== Prompt ==
Copy out everything in the listing below from the line containing "Exercise. Annotate the cluster" down to the end of the listing, both ends included.

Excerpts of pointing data
-----
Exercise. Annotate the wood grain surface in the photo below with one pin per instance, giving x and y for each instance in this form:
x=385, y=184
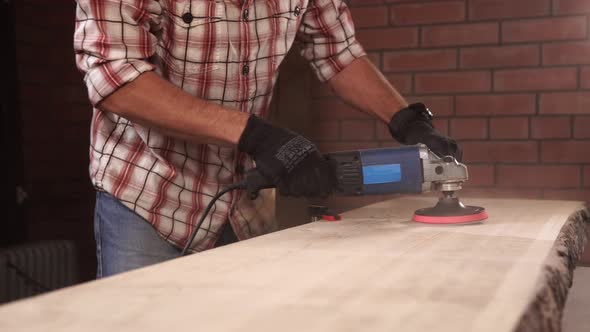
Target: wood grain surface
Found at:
x=373, y=271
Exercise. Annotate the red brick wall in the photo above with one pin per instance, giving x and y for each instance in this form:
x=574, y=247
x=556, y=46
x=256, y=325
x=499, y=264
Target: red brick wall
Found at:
x=55, y=117
x=508, y=79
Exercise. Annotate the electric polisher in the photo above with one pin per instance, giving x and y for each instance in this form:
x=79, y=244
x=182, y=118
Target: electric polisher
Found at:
x=407, y=169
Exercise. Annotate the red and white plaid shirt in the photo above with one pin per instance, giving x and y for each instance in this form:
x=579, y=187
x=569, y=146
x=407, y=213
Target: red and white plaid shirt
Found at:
x=226, y=52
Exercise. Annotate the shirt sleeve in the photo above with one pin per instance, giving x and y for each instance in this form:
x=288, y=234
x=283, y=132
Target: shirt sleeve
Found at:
x=112, y=42
x=328, y=39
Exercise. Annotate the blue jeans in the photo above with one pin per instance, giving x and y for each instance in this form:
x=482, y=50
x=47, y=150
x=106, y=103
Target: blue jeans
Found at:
x=124, y=240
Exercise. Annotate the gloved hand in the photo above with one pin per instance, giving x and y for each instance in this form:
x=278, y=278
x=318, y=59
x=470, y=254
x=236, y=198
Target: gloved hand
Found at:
x=413, y=125
x=289, y=160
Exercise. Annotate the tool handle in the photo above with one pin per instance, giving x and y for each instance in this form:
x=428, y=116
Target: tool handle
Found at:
x=255, y=182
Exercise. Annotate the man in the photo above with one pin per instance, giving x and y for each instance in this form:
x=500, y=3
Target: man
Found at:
x=180, y=90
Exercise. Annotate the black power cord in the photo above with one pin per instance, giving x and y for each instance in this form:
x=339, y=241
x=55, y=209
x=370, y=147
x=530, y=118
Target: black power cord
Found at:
x=241, y=185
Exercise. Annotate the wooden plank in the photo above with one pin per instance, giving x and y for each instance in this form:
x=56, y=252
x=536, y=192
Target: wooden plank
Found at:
x=375, y=270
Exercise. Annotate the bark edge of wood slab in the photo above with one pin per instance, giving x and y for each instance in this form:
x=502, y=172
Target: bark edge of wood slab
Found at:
x=545, y=311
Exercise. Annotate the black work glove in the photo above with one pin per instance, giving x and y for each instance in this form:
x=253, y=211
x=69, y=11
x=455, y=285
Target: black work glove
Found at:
x=413, y=125
x=289, y=160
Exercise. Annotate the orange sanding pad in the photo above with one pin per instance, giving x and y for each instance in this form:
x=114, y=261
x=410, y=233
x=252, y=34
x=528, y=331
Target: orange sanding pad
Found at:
x=462, y=219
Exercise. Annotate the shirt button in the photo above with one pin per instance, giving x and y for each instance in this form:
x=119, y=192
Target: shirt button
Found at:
x=240, y=169
x=187, y=18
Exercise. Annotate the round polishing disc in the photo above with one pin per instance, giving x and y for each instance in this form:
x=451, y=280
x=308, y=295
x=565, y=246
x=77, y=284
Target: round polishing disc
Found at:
x=459, y=219
x=450, y=210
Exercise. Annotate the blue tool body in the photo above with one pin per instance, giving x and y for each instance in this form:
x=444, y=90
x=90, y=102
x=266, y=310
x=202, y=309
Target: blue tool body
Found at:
x=386, y=171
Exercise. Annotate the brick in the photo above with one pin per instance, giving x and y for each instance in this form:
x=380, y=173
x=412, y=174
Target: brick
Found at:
x=402, y=82
x=355, y=3
x=499, y=151
x=582, y=127
x=369, y=16
x=419, y=60
x=551, y=127
x=460, y=34
x=508, y=104
x=538, y=176
x=451, y=82
x=585, y=78
x=502, y=56
x=346, y=146
x=545, y=29
x=569, y=195
x=325, y=130
x=535, y=79
x=565, y=151
x=480, y=175
x=571, y=6
x=471, y=128
x=494, y=9
x=442, y=125
x=439, y=105
x=333, y=108
x=509, y=128
x=388, y=38
x=569, y=53
x=357, y=130
x=565, y=103
x=431, y=12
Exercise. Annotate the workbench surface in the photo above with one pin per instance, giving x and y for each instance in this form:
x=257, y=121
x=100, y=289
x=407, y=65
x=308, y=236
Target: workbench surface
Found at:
x=375, y=271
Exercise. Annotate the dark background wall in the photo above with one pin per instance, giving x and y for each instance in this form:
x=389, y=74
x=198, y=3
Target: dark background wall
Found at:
x=509, y=79
x=55, y=116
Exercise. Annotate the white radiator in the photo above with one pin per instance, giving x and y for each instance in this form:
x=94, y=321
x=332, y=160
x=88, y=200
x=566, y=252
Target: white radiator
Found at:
x=36, y=268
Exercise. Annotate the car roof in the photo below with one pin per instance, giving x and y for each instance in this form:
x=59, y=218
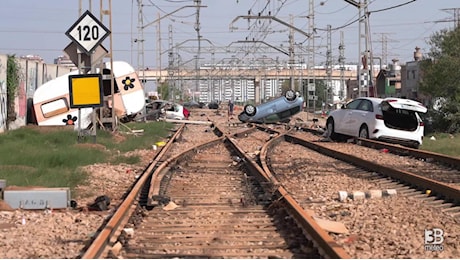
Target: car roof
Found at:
x=400, y=103
x=407, y=104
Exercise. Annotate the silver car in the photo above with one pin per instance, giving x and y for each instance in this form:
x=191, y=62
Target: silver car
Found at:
x=277, y=110
x=394, y=120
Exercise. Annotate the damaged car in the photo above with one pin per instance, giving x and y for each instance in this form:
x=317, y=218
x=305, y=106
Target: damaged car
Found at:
x=277, y=110
x=393, y=120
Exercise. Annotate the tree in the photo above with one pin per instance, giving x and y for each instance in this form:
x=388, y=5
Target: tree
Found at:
x=441, y=79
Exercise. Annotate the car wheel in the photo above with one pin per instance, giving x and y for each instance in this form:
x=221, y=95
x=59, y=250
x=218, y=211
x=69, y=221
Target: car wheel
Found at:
x=330, y=133
x=363, y=132
x=290, y=95
x=250, y=110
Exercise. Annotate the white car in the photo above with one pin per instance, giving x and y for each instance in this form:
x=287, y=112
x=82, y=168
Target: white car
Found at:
x=394, y=120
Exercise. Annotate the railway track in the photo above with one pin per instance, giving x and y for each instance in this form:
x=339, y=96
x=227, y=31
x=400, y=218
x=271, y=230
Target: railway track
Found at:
x=233, y=213
x=211, y=201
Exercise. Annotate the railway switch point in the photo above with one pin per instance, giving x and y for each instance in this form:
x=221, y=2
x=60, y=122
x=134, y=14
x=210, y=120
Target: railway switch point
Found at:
x=374, y=194
x=358, y=195
x=343, y=195
x=390, y=192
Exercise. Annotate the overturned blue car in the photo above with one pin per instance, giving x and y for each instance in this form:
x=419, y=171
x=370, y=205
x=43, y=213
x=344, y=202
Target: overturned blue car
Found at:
x=277, y=110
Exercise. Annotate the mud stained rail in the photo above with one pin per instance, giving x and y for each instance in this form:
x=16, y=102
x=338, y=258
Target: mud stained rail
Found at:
x=212, y=207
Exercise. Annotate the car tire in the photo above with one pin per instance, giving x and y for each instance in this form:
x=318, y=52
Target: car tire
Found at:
x=290, y=95
x=250, y=110
x=330, y=133
x=363, y=132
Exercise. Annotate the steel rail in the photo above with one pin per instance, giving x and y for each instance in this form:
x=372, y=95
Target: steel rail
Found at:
x=98, y=246
x=320, y=237
x=449, y=160
x=326, y=244
x=437, y=188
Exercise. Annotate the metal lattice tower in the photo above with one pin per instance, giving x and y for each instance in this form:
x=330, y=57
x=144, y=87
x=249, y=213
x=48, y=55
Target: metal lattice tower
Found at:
x=311, y=57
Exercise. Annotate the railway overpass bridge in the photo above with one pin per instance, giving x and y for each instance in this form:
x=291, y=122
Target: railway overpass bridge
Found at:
x=243, y=84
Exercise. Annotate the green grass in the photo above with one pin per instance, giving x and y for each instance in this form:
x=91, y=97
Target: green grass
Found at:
x=51, y=157
x=444, y=144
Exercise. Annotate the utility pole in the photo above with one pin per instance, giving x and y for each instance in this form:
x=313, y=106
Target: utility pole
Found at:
x=329, y=99
x=171, y=62
x=456, y=14
x=197, y=62
x=291, y=54
x=364, y=74
x=342, y=67
x=311, y=84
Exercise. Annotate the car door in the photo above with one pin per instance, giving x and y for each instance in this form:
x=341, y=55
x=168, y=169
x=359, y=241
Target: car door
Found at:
x=350, y=118
x=364, y=114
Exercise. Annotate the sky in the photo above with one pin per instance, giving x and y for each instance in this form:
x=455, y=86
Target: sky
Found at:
x=396, y=27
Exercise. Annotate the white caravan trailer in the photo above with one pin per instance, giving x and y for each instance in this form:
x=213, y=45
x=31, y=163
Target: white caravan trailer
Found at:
x=51, y=100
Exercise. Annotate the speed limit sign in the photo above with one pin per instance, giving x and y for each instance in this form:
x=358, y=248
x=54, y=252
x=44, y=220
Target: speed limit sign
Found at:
x=88, y=32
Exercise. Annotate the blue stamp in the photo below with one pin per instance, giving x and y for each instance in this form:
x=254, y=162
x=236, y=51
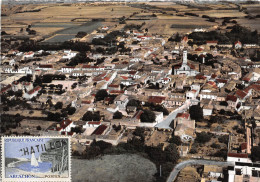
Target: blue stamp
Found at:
x=36, y=159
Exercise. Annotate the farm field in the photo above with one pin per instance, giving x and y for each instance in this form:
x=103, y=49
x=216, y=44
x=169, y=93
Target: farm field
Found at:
x=55, y=20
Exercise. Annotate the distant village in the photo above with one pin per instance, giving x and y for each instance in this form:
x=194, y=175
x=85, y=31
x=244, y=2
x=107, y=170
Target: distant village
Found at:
x=201, y=95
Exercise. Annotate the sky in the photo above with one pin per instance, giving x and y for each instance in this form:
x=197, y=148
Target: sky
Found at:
x=12, y=149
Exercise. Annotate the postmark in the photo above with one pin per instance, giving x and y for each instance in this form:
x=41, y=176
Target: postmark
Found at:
x=40, y=158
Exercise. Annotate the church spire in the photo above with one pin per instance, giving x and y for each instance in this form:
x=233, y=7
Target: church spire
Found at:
x=184, y=59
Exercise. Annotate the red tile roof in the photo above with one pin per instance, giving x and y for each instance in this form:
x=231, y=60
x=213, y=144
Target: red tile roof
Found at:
x=132, y=72
x=64, y=124
x=238, y=42
x=113, y=85
x=213, y=76
x=199, y=49
x=156, y=99
x=191, y=66
x=85, y=102
x=46, y=66
x=94, y=122
x=253, y=86
x=238, y=155
x=200, y=77
x=241, y=94
x=231, y=98
x=138, y=114
x=243, y=146
x=246, y=79
x=6, y=88
x=124, y=77
x=183, y=115
x=221, y=80
x=185, y=38
x=37, y=88
x=99, y=130
x=211, y=41
x=117, y=91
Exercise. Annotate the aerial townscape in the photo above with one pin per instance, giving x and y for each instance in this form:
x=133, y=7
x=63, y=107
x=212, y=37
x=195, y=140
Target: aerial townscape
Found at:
x=146, y=91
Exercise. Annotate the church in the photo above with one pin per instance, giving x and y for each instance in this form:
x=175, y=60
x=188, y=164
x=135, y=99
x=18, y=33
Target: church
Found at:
x=185, y=68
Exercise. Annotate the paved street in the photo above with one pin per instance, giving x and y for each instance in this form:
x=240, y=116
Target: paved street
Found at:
x=165, y=124
x=184, y=164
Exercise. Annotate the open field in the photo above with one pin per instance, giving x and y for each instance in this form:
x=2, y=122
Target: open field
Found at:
x=123, y=168
x=56, y=17
x=51, y=18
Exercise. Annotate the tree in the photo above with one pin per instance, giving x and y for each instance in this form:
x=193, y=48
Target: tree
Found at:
x=147, y=116
x=117, y=115
x=139, y=131
x=91, y=116
x=58, y=105
x=54, y=116
x=10, y=92
x=133, y=102
x=176, y=140
x=101, y=144
x=172, y=153
x=223, y=103
x=77, y=129
x=177, y=37
x=203, y=137
x=101, y=94
x=71, y=110
x=81, y=34
x=255, y=155
x=196, y=112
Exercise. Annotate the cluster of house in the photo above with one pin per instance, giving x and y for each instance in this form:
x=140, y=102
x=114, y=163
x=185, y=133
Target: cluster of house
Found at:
x=150, y=74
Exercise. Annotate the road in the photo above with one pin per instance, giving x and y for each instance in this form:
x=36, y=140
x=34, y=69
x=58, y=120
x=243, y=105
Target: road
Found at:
x=184, y=164
x=165, y=124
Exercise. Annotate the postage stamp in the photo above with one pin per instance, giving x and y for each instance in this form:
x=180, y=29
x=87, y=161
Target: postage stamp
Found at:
x=31, y=158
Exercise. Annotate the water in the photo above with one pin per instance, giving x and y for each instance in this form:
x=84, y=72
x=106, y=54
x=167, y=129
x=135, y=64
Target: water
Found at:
x=42, y=168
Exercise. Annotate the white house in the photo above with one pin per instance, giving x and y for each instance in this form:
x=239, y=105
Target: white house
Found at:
x=244, y=170
x=68, y=54
x=238, y=45
x=185, y=69
x=65, y=126
x=91, y=124
x=121, y=101
x=32, y=93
-----
== Solution below ==
Exercise. Annotate the cluster of house in the photo above with one pin per instance, giving x and y for each instance in this form:
x=140, y=102
x=114, y=163
x=185, y=133
Target: cluster of house
Found at:
x=150, y=74
Exercise. Annotate the road in the photo above with one pin per instance, giving x and y for each instance in this form:
x=36, y=140
x=34, y=69
x=58, y=120
x=243, y=105
Target: road
Found at:
x=184, y=164
x=165, y=124
Exercise. Annotate the postage stamp in the photo above with one pin per instance, giving x and y for each instance in this form:
x=180, y=29
x=87, y=161
Target: postage stamp
Found at:
x=31, y=158
Exercise. Annotate the water in the photo above with one pin per instance, giving x and y for each instance in this form:
x=84, y=72
x=106, y=54
x=167, y=129
x=135, y=64
Target: water
Found at:
x=42, y=168
Exercise. Annotate the white house in the photo above with one pin per instance, giving x and y for each instance in this form:
x=239, y=105
Target: white house
Found at:
x=244, y=170
x=68, y=54
x=238, y=45
x=185, y=69
x=65, y=126
x=91, y=124
x=121, y=101
x=32, y=93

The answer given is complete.